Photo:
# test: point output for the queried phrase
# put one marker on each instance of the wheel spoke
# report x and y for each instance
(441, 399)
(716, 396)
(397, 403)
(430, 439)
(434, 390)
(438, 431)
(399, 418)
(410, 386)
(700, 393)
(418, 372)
....
* _AIM OF THE EXERCISE_:
Line by line, give the material above again exactly.

* _FINISHED TASK_:
Photo:
# test: point output for the queried phrase
# put one marker on each instance of the wheel spoke
# report x and y for each instance
(441, 399)
(716, 396)
(397, 403)
(430, 439)
(434, 390)
(438, 431)
(399, 418)
(410, 386)
(700, 393)
(418, 372)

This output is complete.